### Directions
Rewrite the stretch from the line containing "I'd appreciate your assistance detecting the boat outrigger" through the line containing "[118,54,126,69]", changing "wet sand" to "damp sand" and keeping everything else the same.

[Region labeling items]

- - - -

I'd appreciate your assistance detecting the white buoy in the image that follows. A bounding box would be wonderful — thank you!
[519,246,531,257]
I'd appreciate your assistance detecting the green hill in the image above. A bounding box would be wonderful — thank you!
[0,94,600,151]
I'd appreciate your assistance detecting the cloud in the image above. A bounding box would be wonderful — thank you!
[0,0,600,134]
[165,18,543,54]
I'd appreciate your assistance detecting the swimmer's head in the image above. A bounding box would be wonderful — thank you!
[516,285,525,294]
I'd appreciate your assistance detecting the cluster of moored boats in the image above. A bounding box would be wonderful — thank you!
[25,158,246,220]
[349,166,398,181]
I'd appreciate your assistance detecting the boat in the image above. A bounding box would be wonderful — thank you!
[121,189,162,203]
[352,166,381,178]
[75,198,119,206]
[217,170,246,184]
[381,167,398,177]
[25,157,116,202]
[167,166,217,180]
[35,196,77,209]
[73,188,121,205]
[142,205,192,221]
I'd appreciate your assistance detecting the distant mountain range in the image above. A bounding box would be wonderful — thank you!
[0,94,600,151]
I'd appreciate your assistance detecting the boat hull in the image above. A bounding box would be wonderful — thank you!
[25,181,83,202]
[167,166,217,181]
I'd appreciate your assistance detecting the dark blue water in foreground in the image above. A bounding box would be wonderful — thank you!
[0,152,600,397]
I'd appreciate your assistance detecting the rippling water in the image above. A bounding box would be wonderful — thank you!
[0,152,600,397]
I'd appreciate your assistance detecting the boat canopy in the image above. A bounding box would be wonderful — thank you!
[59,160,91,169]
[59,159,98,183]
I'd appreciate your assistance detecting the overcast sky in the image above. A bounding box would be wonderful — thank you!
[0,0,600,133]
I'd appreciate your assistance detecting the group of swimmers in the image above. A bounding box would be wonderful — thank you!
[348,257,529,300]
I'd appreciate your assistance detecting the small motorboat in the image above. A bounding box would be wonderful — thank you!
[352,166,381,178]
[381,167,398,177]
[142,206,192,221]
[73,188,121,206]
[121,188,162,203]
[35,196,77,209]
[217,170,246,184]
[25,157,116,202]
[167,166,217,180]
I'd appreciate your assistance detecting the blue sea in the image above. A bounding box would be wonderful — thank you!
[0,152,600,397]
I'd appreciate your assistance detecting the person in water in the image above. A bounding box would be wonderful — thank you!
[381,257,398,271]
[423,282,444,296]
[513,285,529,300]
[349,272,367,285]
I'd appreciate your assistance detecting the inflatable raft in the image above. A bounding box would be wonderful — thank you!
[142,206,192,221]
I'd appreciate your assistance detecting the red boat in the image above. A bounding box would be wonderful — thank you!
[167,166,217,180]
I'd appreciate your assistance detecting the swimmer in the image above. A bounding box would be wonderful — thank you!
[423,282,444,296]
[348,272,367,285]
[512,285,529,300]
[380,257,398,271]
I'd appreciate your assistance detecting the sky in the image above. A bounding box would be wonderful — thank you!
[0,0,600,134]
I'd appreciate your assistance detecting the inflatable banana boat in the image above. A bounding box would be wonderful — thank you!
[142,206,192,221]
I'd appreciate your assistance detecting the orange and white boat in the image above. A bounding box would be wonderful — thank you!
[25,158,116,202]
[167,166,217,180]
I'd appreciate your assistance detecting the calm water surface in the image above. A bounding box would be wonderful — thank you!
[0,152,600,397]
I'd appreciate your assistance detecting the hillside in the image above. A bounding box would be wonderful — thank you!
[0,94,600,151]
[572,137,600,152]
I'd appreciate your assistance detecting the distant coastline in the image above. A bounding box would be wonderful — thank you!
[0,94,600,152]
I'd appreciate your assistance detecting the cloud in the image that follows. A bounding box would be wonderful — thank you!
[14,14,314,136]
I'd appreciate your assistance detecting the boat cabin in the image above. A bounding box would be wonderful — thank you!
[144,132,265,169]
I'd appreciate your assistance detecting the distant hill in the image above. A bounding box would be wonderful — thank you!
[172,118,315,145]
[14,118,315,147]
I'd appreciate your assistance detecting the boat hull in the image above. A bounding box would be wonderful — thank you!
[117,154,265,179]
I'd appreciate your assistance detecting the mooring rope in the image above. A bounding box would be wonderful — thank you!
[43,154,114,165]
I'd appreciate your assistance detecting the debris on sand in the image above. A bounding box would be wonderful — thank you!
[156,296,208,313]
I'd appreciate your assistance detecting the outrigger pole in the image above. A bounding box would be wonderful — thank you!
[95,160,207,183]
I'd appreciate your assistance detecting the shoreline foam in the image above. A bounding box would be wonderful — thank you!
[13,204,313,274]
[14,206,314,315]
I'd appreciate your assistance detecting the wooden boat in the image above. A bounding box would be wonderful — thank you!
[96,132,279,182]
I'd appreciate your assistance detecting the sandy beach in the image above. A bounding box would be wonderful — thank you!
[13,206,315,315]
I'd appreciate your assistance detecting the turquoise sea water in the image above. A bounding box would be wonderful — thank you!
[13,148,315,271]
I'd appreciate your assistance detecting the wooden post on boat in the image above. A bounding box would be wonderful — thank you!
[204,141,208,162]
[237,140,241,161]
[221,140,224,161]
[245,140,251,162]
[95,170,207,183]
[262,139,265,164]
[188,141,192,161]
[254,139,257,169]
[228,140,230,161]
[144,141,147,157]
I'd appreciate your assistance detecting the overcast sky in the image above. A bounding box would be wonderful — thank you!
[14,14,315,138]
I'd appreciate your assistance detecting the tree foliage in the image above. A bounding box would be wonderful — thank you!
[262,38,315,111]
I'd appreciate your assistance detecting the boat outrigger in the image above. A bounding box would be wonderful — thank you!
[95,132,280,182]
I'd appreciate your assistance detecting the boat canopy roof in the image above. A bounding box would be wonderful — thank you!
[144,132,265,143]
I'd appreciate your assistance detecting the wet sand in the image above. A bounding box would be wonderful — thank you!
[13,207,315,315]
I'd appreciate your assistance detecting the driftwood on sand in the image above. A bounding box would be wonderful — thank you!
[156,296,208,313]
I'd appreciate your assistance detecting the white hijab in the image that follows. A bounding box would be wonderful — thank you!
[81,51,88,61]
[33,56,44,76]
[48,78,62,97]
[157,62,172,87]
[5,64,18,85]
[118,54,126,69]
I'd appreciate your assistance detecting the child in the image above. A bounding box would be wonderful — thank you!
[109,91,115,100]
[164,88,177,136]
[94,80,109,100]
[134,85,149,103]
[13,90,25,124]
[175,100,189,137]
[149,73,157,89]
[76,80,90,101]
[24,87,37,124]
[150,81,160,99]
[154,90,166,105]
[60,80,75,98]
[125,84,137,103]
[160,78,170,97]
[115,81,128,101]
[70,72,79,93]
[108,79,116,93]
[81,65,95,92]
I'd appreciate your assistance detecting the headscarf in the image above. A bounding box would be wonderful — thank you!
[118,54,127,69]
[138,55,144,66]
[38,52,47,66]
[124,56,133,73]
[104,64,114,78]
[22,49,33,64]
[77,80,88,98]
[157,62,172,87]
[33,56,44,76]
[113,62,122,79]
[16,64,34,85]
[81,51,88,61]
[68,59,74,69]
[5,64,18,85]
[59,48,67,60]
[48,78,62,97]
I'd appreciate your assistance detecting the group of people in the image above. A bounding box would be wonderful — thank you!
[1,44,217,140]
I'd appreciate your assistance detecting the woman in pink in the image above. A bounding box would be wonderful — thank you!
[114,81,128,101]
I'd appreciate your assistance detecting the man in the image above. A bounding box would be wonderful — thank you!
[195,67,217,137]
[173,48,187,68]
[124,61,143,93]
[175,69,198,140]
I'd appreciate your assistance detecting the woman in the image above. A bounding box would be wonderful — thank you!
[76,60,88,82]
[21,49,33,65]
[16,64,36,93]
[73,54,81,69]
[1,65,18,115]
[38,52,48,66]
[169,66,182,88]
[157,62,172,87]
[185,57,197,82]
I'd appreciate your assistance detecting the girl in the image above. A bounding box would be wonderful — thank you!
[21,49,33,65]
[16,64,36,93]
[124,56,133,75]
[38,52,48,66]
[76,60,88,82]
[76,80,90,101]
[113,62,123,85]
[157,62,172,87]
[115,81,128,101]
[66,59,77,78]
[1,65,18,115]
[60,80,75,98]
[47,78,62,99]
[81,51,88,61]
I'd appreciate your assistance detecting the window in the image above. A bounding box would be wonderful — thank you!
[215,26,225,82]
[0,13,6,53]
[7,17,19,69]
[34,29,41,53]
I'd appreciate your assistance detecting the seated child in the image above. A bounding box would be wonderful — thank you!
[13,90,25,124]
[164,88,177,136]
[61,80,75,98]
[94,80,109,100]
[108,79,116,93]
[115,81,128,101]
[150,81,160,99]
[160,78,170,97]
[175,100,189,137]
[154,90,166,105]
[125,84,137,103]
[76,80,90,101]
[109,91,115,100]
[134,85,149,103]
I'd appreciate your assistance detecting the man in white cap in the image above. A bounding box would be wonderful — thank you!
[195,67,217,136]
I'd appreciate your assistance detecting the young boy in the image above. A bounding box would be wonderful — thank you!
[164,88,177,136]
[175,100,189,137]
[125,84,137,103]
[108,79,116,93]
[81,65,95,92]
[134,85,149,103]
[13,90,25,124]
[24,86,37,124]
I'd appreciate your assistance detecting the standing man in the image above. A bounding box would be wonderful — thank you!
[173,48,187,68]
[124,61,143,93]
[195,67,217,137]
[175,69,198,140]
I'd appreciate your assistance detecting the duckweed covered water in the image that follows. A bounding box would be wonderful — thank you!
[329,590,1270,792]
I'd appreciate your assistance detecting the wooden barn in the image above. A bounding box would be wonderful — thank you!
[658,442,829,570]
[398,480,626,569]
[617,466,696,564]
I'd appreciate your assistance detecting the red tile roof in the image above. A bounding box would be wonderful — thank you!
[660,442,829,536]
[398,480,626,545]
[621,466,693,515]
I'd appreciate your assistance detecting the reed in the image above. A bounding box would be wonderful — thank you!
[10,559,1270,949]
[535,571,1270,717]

- - - -

### Final answer
I'd appreciate your assistance detecting the boat outrigger in the image above. A bounding box would be wonderful — thank you!
[95,132,280,182]
I'd appreciate your assistance detecting the boat canopy roof in the image above. A bounding box would be wonderful — thank you!
[144,132,265,143]
I'd appreciate your assistance detecting the damp sand in the image above. A bounding box would be wonderful — thank you!
[13,207,315,315]
I'd appreciate your assistance detecting the driftwood on sand in the image above. A bounding box would be wonderful — thank you!
[156,296,208,313]
I'd appreciate your assistance detecting the white hijab in the image that follows. A bounding box would be wonderful — thank you!
[81,51,88,61]
[33,56,44,76]
[48,78,62,97]
[157,62,172,87]
[5,64,18,85]
[118,54,126,69]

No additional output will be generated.